- Instruction 1
Swap "heron beak" for "egret bill" in the rows, from the first row up to and including the line with "point(148, 46)". Give back only those lines, with everything else unchanged.
- Instruction 2
Carry on the passage about IA's web archiving tools from the point where it stops.

#### Quoted text

However, the environment is evolving and new tools are needed for information management. This includes tools for capturing information, tracking changes, providing user-friendly access, sharing distributed resources, searching across locations, and better coordinating scanning efforts. IA sees major trends toward openness, decentralization, new repositories, web access and computing capabilities/services on the grid.
In the beginning IA focused on the collections, but it is turning more to the development of tools and infrastructure. Libraries are good at creating collections but not at developing and maintaining infrastructure. The development of this infrastructure is focused on capture, access and keeping the information safe through a series of interrelated projects with a variety of sponsors and partners.
In order to capture the information, IA has developed Heritrix, an open source web crawler. This is used by IA engineers to create periodic archives of the web. The engineers have also developed Archive-It, a wrapper that allows small organizers to enter their own URLs and store the results on IA servers as part of a subscription service. The originating organization has a branded web site that comes through to IA’s archive.it.org.
In order to provide access, IA has developed search technologies and interfaces. NutchWAX is a search engine for archival web content based on the Lucene open source search engine. Currently, IA engineers are working on scaling this up. IA’s Web Harvesting projects involve broad web snapshots performed by Alexa Internet for the Wayback Machine. Even though the harvesting is not deep, it captures 2.5 billion pages or 12 terabytes per crawl which is performed every two months. The current archive includes more than 60 billion pages in more than 21 languages.

########
#### Source records

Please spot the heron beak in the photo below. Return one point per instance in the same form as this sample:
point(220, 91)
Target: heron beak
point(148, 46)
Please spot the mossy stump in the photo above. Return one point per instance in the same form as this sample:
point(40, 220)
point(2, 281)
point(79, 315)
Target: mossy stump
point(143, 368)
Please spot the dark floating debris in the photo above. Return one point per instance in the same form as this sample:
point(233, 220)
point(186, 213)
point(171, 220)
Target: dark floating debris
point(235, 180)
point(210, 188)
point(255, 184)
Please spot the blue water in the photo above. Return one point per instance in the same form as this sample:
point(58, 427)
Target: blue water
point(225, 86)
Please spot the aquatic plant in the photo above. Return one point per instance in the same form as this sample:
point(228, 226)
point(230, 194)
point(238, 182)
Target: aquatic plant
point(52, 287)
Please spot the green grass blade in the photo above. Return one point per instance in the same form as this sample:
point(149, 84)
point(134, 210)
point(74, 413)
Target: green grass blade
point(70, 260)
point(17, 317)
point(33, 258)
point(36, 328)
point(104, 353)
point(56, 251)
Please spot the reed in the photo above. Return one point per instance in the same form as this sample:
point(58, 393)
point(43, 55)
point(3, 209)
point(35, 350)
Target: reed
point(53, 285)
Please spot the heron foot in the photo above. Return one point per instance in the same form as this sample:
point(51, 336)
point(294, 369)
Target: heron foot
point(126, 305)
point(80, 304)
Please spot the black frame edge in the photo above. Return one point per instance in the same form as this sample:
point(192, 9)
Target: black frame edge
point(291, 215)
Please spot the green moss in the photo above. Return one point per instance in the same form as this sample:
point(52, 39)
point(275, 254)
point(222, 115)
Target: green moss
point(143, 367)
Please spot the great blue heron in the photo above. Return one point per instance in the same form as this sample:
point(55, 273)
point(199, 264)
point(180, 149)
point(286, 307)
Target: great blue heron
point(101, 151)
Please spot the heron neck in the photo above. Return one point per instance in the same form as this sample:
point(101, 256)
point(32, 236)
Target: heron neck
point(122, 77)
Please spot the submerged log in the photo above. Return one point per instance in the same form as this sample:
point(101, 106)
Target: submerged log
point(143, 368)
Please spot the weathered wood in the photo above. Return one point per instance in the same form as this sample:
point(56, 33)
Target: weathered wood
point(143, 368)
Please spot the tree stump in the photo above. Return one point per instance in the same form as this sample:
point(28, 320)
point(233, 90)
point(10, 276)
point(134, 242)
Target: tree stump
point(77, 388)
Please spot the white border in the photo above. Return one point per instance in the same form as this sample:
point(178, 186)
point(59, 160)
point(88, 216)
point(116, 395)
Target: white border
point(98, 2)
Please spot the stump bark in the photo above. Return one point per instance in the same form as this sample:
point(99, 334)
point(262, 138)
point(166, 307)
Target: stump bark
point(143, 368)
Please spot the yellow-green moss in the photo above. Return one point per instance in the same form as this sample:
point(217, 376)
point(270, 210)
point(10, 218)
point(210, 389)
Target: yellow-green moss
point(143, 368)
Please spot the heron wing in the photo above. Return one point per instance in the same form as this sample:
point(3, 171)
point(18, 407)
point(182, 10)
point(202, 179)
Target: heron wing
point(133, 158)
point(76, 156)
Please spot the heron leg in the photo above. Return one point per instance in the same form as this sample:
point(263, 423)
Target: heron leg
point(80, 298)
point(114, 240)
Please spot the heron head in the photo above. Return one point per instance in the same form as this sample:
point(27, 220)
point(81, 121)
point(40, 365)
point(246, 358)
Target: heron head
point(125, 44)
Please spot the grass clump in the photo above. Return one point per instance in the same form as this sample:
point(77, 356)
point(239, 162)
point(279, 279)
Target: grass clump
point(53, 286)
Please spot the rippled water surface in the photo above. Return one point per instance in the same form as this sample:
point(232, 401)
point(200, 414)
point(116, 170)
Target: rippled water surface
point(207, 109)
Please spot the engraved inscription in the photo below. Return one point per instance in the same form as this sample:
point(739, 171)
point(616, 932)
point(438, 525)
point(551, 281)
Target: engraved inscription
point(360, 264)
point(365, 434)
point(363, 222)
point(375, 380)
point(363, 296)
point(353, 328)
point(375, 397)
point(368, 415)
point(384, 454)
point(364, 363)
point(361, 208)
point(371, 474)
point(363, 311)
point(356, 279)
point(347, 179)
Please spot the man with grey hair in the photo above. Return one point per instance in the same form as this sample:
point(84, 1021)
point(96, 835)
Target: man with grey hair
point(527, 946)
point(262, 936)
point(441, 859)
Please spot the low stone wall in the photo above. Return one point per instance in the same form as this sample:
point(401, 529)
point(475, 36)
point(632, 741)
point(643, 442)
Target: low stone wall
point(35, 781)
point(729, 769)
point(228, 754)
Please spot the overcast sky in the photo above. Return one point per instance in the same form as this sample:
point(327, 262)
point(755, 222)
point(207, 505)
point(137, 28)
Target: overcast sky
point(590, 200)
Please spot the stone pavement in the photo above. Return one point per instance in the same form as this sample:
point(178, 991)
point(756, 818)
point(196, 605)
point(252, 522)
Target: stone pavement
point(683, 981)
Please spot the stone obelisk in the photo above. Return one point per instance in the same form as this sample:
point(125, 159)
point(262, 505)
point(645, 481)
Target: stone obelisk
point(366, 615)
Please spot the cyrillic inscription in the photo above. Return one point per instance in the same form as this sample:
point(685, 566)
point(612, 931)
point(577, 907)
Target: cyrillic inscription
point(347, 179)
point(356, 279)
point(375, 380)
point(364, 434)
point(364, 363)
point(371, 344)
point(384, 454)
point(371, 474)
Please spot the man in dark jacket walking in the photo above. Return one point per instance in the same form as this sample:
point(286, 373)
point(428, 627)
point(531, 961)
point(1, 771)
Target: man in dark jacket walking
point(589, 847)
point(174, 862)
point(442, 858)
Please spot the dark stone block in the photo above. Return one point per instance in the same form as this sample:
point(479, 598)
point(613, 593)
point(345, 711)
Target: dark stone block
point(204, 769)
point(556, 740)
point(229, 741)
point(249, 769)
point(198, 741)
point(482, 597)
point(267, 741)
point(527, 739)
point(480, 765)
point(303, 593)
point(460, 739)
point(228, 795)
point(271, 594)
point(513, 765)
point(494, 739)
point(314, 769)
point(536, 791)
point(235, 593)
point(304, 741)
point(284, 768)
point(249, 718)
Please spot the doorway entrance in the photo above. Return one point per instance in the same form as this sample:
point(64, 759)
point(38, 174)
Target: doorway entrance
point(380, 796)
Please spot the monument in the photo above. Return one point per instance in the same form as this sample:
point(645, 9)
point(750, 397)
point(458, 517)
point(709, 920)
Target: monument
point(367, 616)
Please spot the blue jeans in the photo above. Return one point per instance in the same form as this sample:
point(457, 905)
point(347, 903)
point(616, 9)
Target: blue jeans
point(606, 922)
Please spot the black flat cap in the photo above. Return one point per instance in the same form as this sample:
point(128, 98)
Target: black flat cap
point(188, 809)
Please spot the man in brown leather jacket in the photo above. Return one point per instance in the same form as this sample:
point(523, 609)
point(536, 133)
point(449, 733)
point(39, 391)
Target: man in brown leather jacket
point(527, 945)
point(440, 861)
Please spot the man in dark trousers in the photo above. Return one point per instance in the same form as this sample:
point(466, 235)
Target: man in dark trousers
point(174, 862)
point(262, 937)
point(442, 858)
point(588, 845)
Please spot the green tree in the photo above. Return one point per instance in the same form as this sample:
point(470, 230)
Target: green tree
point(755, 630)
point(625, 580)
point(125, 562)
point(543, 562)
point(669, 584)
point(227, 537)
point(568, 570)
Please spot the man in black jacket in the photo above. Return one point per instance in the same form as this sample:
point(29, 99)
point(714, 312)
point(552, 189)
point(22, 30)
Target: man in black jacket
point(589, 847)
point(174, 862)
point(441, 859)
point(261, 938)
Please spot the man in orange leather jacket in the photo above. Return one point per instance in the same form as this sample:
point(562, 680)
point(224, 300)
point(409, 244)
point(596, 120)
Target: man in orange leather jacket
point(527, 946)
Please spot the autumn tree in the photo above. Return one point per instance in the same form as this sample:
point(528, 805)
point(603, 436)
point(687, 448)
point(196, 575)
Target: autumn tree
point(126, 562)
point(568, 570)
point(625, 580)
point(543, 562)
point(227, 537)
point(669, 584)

########

- Task output 1
Please spot the egret bill in the photo below. Return one point per instance in the same form as this sample:
point(220, 91)
Target: egret bill
point(148, 46)

- Task output 2
IA’s storage and preservation infrastructure for the web archive are based on open specifications which do not tie them to a particular hardware or software vendor. The IA currently has four petabytes of storage in San Francisco, Alexandria Egypt, a small mirror site in the Amsterdam, and a future site planned for Asia. IA is a big user of the Internet II backbone. The speed is currently two gigabytes but they are looking to increase to five because it is currently maxed out. They can handle massive amounts of web traffic, approximately 10 millions hits per day.
The second type of archive is based on topic specific crawls which are often performed for special projects or particular organizations. These crawls are deep but not broad. Special collections include the LC Iraq War and Crisis in Darfus collections, the NARA end of Presidential Term collection, a collection for Hurricanes Katrina and Rita, and a collection for the 100th Anniversary of the San Francisco Earthquake. In order to produce a topic-specific crawl, seed URLs must be identified. This approach is important for ephemeral events where key information will be lost after the event is no longer newsworthy.
Another type of crawl is the domain crawl which collects all the web sites in a particular domain. They are currently talking to some federal agencies and governments, including France, Italy and Australia, about this type of crawl. A modified Wayback Machine is used as the interface, and versions are created based on each crawl.
The content specific crawl is looking for specific kinds of content to be assembled from disparate sources. Examples include the University of North Carolina’s video archives and the DOE/OSTI e-prints network crawl. The latter is in the early stages. Currently, a live web index is refreshed every quarter. In the future, OSTI will use Archive-It to perform targeted harvesting. The content will be made text searchable and will be cumulative over time. Other examples include the Open Education Resources Collection and NASA Images (the agreement for this is pending).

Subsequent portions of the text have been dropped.